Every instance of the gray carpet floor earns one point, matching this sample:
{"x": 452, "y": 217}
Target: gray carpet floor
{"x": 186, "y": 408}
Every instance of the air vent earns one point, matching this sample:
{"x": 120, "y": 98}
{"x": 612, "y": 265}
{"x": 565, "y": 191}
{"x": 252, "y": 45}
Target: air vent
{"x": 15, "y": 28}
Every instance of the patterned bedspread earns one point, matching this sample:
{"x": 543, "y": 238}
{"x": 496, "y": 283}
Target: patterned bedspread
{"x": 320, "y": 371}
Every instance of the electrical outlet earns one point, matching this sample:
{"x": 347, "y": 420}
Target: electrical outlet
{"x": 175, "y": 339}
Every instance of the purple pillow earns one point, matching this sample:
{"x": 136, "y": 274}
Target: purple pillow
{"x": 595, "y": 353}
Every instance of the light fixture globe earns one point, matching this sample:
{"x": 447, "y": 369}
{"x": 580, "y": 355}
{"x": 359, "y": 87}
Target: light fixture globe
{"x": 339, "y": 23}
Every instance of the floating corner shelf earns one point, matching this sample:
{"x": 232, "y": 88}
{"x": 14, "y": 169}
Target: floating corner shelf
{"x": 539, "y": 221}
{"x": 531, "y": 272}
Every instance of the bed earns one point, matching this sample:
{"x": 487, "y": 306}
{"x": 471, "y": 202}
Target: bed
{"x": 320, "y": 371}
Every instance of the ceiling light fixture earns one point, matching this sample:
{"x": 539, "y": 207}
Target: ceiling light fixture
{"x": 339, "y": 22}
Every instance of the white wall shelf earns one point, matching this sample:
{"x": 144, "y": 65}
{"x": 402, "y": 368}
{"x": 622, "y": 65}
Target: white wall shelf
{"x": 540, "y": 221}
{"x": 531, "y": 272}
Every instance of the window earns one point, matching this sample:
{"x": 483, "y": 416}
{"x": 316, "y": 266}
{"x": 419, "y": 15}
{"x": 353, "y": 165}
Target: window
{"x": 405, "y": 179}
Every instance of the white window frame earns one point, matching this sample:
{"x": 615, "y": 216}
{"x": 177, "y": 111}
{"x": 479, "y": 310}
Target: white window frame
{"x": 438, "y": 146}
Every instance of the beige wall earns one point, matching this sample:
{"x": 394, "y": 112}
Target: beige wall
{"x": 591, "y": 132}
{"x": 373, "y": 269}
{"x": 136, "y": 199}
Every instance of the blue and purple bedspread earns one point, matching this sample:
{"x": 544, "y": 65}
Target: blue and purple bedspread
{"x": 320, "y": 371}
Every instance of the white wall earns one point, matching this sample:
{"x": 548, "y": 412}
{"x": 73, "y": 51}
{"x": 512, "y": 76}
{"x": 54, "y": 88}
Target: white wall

#### Task directions:
Repeat the records. Match them exactly.

#### Written reply:
Every instance of the gray carpet floor earns one point, matching this sample:
{"x": 452, "y": 217}
Target: gray carpet floor
{"x": 186, "y": 408}
Every instance of the air vent earns one point, matching this sample:
{"x": 120, "y": 98}
{"x": 612, "y": 265}
{"x": 565, "y": 191}
{"x": 252, "y": 45}
Target: air vent
{"x": 15, "y": 28}
Every instance of the patterned bedspread earns one point, matching this sample:
{"x": 543, "y": 238}
{"x": 496, "y": 283}
Target: patterned bedspread
{"x": 320, "y": 371}
Every instance of the electrical outlet earns one point, matching this sample:
{"x": 347, "y": 420}
Target: electrical outlet
{"x": 175, "y": 339}
Every instance of the purple pillow earns one point, matching this sample:
{"x": 136, "y": 274}
Target: purple pillow
{"x": 595, "y": 353}
Every instance of the light fixture globe earns one point, matching this sample:
{"x": 447, "y": 369}
{"x": 580, "y": 355}
{"x": 359, "y": 87}
Target: light fixture globe
{"x": 339, "y": 23}
Every instance of the floating corner shelf earns one point, matching this sample:
{"x": 232, "y": 88}
{"x": 14, "y": 169}
Target: floating corner shelf
{"x": 539, "y": 221}
{"x": 531, "y": 272}
Every instance of the bed earns one point, matching this sample:
{"x": 487, "y": 306}
{"x": 471, "y": 202}
Target: bed
{"x": 320, "y": 371}
Every instance of the ceiling light fixture earns one point, matching this sample:
{"x": 539, "y": 207}
Target: ceiling light fixture
{"x": 339, "y": 22}
Every instance of the white wall shelf earns one point, matching this sample:
{"x": 144, "y": 65}
{"x": 402, "y": 368}
{"x": 622, "y": 65}
Target: white wall shelf
{"x": 540, "y": 221}
{"x": 531, "y": 272}
Every instance of the window earns one point, matching this sample:
{"x": 483, "y": 416}
{"x": 316, "y": 266}
{"x": 419, "y": 15}
{"x": 353, "y": 165}
Target: window
{"x": 405, "y": 179}
Every instance of the white window frame earns one point, matching this sample:
{"x": 615, "y": 216}
{"x": 177, "y": 111}
{"x": 479, "y": 310}
Target: white window frame
{"x": 438, "y": 146}
Every instance of the beige wall earns one point, matching this sample:
{"x": 394, "y": 112}
Target: beige wall
{"x": 591, "y": 132}
{"x": 373, "y": 269}
{"x": 136, "y": 199}
Every instance of the blue and purple bedspread earns one point, matching this sample:
{"x": 544, "y": 65}
Target: blue and purple bedspread
{"x": 320, "y": 371}
Every instance of the white wall earns one point, matching this sample:
{"x": 548, "y": 412}
{"x": 73, "y": 51}
{"x": 512, "y": 76}
{"x": 54, "y": 88}
Target: white wall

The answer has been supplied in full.